▶ _Extract provided_:
--- START ---

The anonymous passenger spoke to Stuff.co.nz, describing how she boarded her Jetstar flight from Wellington to Queenstown to find “a sea of unmasked people”.

She estimated that 70 per cent of passengers on the flight, which departed Sunday morning, were not wearing their masks.

Photos and video taken by the passenger and shown to Stuff confirm that most passengers were not complying with mask rules, the website reports.

The woman - who spoke up because she has a lung disease that makes her vulnerable to Covid-19 - asked fellow Jetstar flyers if they would mind putting their masks on.

She says they laughed and said no. At this point, she asked cabin crew if she could exit the plane before it took off.

“I said I would have to get off the plane as I felt extremely unsafe.”

Cabin crew and the pilot spoke to the vulnerable passenger, persuading her to stay on the flight and offering to seat her in an empty section of the cabin, towards the back.

She told reporters that the maskless passengers were “staring and sneering” as they moved seats, with one asking her husband, “Have you got a problem”?

--- END ---

▶ _Records shown_:
--- START ---

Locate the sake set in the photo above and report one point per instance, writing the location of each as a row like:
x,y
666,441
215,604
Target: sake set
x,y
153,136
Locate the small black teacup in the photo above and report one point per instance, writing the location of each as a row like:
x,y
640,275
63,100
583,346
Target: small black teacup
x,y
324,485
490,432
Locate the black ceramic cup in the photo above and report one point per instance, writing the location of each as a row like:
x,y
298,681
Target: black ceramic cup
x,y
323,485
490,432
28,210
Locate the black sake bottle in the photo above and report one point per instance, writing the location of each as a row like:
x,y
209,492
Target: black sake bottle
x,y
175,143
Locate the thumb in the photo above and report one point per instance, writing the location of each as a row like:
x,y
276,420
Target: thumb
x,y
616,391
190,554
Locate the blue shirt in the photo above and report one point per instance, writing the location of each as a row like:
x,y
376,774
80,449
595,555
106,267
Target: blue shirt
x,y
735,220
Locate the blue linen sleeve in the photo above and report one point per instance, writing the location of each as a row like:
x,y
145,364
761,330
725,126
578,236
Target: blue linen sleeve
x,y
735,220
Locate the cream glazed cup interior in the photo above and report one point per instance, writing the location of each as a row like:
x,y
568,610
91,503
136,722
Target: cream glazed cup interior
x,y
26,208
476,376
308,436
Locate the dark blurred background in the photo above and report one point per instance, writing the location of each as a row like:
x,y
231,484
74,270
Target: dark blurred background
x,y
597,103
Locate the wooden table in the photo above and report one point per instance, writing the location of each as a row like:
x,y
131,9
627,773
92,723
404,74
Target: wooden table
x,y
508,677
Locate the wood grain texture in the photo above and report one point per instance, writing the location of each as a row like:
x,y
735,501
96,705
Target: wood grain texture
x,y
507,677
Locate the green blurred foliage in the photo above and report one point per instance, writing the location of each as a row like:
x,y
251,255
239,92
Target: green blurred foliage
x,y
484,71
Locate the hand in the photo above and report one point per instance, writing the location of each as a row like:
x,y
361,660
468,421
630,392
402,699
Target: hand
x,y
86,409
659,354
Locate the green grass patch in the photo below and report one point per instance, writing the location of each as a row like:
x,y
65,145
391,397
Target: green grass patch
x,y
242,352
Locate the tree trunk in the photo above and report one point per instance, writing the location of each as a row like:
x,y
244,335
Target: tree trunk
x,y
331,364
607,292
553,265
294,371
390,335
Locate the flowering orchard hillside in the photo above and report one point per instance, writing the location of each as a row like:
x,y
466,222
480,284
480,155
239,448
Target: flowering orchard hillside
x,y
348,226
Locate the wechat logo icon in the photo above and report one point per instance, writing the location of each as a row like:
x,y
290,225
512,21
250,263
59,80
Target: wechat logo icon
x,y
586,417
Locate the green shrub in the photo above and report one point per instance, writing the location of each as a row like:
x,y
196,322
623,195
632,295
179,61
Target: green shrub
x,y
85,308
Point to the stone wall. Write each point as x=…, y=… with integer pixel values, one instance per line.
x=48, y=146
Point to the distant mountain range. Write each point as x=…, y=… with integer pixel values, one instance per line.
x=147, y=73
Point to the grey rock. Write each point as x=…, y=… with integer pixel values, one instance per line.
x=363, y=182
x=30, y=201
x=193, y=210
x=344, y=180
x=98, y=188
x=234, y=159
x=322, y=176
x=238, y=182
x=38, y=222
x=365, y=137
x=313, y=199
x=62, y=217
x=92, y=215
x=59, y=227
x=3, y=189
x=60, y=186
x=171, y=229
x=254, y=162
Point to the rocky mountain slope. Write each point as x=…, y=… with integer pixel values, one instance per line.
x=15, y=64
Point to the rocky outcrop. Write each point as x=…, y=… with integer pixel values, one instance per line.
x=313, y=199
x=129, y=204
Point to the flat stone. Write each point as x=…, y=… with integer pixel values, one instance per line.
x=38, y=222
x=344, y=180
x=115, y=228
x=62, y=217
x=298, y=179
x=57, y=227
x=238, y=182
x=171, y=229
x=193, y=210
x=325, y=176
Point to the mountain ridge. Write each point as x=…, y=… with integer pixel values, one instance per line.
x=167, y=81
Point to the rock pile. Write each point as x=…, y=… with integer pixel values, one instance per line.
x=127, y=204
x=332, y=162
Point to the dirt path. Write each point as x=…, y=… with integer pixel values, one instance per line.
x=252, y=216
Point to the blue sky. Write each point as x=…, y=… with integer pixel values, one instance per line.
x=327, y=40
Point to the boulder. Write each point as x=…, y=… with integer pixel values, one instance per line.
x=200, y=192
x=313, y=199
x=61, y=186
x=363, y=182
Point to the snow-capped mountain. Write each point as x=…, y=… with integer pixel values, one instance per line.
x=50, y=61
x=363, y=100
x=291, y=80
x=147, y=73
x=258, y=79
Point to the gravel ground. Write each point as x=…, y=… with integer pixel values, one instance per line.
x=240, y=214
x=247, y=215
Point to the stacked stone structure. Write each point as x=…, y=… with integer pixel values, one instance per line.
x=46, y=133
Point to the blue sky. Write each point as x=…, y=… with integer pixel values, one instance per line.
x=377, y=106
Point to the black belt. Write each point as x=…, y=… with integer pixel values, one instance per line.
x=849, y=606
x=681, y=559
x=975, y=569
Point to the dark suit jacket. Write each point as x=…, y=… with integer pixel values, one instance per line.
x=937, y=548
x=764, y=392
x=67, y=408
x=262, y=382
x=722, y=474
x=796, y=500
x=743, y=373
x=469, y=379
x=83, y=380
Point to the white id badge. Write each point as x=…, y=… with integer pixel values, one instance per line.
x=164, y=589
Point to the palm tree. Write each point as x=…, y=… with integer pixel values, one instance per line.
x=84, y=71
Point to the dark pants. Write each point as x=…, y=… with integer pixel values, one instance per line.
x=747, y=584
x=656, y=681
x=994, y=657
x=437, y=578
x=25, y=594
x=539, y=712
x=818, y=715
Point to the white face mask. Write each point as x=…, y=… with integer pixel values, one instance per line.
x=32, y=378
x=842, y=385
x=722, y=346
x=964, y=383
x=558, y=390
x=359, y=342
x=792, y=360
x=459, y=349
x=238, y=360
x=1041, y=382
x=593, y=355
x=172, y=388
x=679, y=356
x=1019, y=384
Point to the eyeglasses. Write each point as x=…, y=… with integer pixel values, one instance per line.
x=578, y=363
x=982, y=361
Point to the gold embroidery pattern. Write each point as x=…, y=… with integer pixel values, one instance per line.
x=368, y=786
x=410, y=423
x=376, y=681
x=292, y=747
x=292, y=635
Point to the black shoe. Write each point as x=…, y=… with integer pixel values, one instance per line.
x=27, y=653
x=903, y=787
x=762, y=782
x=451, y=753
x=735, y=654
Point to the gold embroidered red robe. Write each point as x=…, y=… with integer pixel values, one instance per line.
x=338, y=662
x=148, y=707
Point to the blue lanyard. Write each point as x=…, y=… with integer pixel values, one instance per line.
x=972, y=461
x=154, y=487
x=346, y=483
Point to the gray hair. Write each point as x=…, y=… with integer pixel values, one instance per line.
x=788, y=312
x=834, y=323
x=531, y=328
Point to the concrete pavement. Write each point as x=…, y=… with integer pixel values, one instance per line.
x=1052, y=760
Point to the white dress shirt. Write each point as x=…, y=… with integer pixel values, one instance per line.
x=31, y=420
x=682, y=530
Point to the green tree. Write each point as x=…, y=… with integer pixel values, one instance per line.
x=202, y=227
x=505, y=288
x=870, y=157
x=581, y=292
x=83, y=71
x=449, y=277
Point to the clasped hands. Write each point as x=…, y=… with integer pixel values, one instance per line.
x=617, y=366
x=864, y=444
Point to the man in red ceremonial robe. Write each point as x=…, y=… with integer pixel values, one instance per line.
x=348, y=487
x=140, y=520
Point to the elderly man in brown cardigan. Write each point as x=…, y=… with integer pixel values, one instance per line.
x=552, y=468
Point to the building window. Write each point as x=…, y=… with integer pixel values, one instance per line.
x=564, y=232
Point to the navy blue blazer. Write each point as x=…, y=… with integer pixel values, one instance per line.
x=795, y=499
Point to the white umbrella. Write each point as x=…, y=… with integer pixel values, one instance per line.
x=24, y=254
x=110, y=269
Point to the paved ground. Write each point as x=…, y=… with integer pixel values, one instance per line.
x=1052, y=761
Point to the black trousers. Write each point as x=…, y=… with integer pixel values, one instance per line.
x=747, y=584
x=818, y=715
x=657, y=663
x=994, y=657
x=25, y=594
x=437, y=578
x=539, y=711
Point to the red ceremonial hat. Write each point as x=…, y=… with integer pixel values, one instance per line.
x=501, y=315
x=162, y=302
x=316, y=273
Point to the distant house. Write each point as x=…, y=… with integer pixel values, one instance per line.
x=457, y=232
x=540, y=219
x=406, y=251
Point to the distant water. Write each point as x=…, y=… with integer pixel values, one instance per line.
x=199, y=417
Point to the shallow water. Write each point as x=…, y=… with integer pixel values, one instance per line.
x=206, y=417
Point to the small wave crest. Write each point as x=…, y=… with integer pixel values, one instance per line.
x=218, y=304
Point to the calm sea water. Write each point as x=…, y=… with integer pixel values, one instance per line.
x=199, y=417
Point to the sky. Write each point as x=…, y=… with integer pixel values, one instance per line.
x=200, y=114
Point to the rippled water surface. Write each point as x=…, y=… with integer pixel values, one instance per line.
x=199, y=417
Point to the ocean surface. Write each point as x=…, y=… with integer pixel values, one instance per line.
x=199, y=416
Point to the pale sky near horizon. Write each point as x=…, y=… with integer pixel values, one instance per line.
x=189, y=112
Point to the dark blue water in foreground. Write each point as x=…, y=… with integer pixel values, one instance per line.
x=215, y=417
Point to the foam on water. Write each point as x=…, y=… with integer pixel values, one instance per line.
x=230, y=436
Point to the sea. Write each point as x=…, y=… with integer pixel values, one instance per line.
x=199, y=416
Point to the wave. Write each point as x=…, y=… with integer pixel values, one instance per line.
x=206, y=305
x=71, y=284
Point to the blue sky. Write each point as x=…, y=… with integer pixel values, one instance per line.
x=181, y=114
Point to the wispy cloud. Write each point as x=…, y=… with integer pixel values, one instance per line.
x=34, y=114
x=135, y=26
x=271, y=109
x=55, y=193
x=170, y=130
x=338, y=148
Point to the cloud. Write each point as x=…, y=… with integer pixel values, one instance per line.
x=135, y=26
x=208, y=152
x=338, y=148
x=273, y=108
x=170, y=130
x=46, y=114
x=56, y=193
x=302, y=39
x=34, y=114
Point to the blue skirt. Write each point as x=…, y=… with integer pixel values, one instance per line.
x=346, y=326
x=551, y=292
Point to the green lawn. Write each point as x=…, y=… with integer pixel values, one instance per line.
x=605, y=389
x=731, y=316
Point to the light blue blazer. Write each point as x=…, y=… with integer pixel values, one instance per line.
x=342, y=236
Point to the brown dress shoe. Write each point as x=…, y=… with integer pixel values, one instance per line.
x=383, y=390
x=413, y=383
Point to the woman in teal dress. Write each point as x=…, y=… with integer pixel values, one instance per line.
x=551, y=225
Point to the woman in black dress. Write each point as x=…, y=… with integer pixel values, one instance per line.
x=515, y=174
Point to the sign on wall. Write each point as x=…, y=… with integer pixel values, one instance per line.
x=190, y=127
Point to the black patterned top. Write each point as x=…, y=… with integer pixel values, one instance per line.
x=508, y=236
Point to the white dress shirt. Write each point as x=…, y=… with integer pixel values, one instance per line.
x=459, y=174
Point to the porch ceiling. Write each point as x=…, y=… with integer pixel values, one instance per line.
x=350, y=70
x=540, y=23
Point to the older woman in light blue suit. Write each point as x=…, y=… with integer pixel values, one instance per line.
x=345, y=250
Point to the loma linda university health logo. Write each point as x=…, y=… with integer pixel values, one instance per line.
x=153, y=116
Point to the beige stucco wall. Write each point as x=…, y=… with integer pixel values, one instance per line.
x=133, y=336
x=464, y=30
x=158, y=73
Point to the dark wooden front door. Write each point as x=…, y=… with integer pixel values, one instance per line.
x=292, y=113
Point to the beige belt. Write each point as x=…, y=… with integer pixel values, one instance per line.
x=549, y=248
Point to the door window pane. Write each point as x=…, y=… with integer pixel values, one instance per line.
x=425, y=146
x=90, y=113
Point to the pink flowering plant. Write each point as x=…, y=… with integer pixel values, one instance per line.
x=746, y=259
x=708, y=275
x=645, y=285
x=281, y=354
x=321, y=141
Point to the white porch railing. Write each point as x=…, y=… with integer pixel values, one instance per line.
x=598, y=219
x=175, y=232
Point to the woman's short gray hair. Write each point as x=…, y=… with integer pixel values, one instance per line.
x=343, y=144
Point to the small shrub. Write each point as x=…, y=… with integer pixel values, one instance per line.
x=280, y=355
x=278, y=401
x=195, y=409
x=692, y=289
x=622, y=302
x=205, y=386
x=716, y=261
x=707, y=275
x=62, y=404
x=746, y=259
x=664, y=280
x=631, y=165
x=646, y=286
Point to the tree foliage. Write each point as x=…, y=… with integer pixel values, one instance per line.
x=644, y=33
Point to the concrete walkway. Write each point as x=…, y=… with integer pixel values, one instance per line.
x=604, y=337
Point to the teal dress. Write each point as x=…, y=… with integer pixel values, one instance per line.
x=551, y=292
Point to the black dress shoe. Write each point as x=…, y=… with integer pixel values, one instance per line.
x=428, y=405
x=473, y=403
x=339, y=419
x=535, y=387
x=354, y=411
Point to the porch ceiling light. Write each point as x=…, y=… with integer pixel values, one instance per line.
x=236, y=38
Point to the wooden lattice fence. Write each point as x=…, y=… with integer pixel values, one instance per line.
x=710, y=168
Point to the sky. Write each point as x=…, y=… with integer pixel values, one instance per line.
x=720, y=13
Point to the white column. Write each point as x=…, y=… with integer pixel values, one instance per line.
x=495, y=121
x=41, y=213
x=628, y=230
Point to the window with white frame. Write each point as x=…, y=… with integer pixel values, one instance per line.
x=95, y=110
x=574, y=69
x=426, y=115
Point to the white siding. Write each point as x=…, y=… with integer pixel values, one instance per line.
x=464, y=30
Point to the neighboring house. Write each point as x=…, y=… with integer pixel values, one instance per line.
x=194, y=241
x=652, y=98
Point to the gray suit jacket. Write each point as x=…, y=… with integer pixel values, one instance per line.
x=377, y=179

--- END ---

▶ _Exercise 1_: From the Jetstar flight report, reproduce the passage starting at "The woman - who" and ending at "their masks on.".
▶ _Exercise 2_: According to the Jetstar flight report, what share of the passengers on the flight did the anonymous passenger estimate were not wearing masks?
▶ _Exercise 3_: Summarize the Jetstar flight report in two sentences.

▶ _Answer 1_:
The woman - who spoke up because she has a lung disease that makes her vulnerable to Covid-19 - asked fellow Jetstar flyers if they would mind putting their masks on.

▶ _Answer 2_: She estimated that 70 percent of the passengers were not wearing masks.

▶ _Answer 3_: A passenger with a lung disease that makes her vulnerable to Covid-19 told Stuff.co.nz that most people on her Jetstar flight from Wellington to Queenstown were unmasked, and that they laughed and refused when she asked them to put their masks on. After she asked to leave the plane, cabin crew and the pilot persuaded her to stay by offering her a seat in an empty section toward the back, and she said the maskless passengers stared and sneered as she moved.